# Mesa broken ?



## daeron (Jul 12, 2019)

Can anyone suggest why Mesa-libs is building Python27 or suggest any other way around this ports issue?

For the past week a new 12-STABLE system (AMD64) has been unable to build/install devel/meson
because the mesa-libs port automatically builds Python27 instead of using Python36 which is already on the system as the current default version of Python.
After also building and installing llvm80 with this stupid Python27 it gets to devel/meson to announce:
"meson-0.51.0 needs Python 3.5 at least, but 2.7 was specified"

As a result all the depending ports fail (e.g. libdrm, mesa-libs, cairo, gobject-intropection, gtk-update-icon-cache, xfce4-wm, xfce4)


----------



## daeron (Jul 12, 2019)

Appears to be another example of  Bug 233723 "PYTHON_VERSION poisoning during chained build of dependencies"
which has been open for seven (?!?) months.
- Question 1: should graphics/mesa-dri/Makefile-common line 48 still include "python:2.7,build" ??
- Question 2: does anyone understand the Python versioning logic used in devel/py-Jinja2/Makefile ??

- **PROVIDED MATERIAL**:

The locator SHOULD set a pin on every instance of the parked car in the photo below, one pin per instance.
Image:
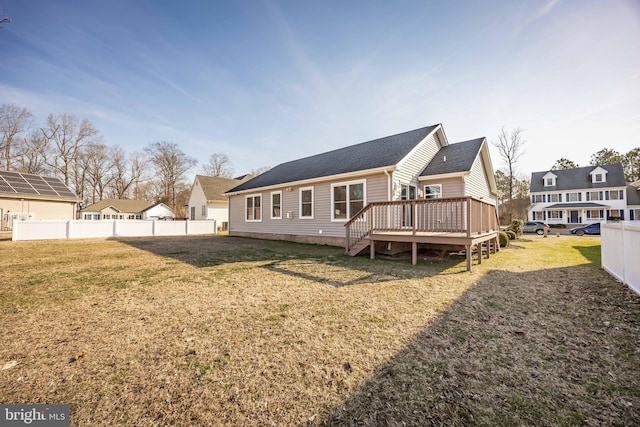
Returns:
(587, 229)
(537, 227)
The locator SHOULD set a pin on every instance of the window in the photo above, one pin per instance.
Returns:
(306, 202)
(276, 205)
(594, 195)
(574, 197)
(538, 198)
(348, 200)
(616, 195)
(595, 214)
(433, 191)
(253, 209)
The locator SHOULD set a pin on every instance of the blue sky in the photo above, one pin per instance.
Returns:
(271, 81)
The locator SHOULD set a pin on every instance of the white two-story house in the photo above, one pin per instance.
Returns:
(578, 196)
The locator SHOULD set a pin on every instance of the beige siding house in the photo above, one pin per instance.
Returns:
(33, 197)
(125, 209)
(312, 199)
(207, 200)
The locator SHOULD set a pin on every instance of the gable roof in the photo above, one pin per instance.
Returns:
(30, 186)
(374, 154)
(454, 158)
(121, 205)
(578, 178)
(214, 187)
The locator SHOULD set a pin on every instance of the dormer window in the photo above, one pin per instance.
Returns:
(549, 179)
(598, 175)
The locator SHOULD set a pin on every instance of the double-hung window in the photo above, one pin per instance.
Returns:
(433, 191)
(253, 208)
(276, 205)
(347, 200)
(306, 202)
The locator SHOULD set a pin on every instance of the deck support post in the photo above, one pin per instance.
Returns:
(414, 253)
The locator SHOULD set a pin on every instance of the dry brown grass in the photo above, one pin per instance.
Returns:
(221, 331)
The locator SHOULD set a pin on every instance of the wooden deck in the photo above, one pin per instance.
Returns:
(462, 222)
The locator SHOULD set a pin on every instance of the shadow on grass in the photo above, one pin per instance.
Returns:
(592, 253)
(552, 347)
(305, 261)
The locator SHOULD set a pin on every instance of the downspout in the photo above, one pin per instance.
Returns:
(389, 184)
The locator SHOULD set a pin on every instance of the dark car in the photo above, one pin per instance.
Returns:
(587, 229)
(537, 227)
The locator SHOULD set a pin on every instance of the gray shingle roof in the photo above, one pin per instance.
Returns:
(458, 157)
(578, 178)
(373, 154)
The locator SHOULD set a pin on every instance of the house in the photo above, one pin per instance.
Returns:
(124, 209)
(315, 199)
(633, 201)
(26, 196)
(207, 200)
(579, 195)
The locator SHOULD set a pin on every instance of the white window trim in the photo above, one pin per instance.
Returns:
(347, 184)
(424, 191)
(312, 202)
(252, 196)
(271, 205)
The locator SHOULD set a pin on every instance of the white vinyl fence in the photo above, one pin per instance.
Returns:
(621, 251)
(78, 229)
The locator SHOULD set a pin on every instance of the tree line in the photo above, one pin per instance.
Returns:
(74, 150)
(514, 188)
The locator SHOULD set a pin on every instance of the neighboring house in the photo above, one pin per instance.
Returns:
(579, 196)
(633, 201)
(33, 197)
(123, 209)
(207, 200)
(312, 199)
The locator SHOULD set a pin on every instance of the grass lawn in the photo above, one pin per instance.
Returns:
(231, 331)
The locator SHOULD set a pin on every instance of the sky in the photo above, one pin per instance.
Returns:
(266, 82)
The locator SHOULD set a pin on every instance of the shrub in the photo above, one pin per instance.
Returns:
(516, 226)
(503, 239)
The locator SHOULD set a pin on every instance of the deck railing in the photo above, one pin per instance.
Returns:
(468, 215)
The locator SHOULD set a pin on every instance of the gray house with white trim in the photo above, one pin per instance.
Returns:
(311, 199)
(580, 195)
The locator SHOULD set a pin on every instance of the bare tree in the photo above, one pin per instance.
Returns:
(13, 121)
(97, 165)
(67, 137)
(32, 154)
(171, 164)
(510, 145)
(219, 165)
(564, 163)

---

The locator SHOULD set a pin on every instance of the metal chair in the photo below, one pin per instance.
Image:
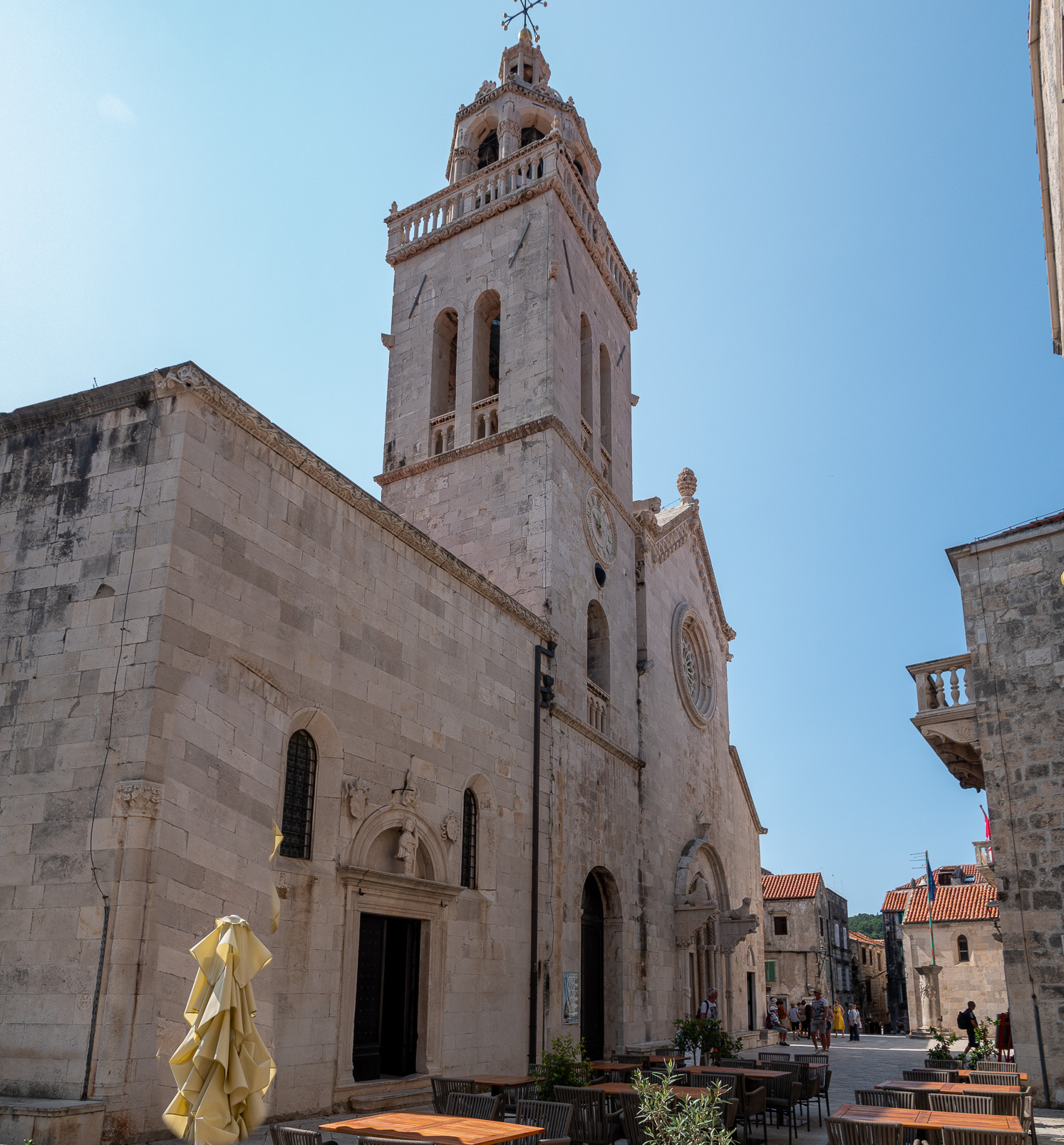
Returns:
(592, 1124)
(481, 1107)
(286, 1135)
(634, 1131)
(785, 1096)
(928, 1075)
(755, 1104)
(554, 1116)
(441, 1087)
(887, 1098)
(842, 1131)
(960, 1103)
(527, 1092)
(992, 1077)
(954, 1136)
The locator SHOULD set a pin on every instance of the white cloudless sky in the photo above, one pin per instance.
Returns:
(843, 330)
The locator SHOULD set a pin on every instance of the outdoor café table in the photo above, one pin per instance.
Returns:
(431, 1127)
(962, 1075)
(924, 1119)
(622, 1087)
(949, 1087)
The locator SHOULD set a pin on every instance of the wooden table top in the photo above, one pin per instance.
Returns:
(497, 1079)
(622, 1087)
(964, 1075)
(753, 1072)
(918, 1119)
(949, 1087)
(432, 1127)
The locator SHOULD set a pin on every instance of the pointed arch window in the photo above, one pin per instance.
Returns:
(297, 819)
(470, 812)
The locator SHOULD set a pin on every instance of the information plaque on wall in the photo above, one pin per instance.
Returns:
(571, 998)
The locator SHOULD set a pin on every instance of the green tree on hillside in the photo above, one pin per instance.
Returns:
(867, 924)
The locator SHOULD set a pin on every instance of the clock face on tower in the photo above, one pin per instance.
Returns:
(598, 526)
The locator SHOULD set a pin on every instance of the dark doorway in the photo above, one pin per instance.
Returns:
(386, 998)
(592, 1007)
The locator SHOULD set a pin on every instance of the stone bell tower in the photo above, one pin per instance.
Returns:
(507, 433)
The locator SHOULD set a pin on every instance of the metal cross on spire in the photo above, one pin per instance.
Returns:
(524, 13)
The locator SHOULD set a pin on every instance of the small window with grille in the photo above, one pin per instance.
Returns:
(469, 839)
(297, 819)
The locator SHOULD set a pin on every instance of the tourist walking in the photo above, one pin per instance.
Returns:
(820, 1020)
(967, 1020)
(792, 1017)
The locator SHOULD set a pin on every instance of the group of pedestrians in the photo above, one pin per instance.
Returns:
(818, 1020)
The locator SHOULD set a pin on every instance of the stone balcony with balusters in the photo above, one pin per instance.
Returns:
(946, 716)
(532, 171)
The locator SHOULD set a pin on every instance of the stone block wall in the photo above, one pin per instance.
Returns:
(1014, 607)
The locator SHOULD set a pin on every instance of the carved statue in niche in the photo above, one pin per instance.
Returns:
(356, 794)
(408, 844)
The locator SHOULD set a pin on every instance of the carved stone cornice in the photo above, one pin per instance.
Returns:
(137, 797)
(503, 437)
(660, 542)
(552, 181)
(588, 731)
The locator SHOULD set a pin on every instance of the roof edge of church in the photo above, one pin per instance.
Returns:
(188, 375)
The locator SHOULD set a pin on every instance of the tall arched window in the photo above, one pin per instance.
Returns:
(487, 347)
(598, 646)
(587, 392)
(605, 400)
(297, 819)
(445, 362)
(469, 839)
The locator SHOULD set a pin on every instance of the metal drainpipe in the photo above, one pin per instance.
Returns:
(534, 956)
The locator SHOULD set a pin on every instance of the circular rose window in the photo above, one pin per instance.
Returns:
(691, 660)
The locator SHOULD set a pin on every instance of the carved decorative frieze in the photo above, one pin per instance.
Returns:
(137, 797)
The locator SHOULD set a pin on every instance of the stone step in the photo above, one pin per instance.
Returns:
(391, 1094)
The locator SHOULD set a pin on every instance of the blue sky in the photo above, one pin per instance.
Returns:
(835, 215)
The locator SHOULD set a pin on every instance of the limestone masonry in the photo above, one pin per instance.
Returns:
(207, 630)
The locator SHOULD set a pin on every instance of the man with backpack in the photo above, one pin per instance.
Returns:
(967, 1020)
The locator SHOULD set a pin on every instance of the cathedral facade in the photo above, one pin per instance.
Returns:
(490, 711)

- **EXERCISE**:
Decide whether each statement agrees with the Mesa forum thread, answering yes or no and quoting the words of the thread that settle it: (a) Python36 was already installed as the system's default Python. (b) The bug the poster cites had been open for about a year. (c) meson-0.51.0 requires at least Python 3.5.

- **SOLUTION FOR THIS PROBLEM**:
(a) Yes: "instead of using Python36 which is already on the system as the current default version of Python."
(b) No: "which has been open for seven (?!?) months."
(c) Yes: "meson-0.51.0 needs Python 3.5 at least, but 2.7 was specified"